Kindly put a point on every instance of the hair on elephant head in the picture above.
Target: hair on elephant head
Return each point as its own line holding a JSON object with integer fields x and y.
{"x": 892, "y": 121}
--
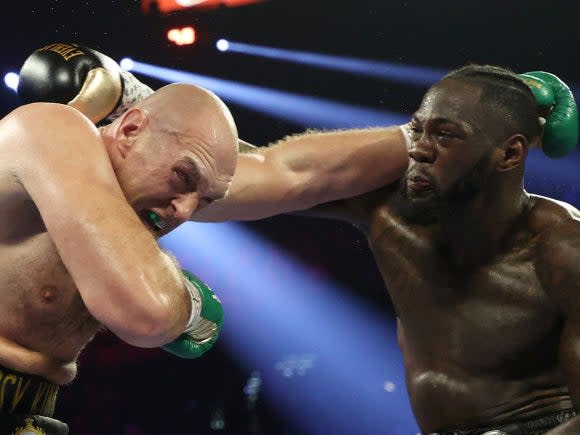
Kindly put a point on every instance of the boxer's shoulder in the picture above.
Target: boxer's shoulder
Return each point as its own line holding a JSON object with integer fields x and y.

_Your goal_:
List every line in the data above that contains the string "elephant".

_Response_:
Kindly put a point on every instance of the hair on elephant head in the picture above.
Target: hair on elephant head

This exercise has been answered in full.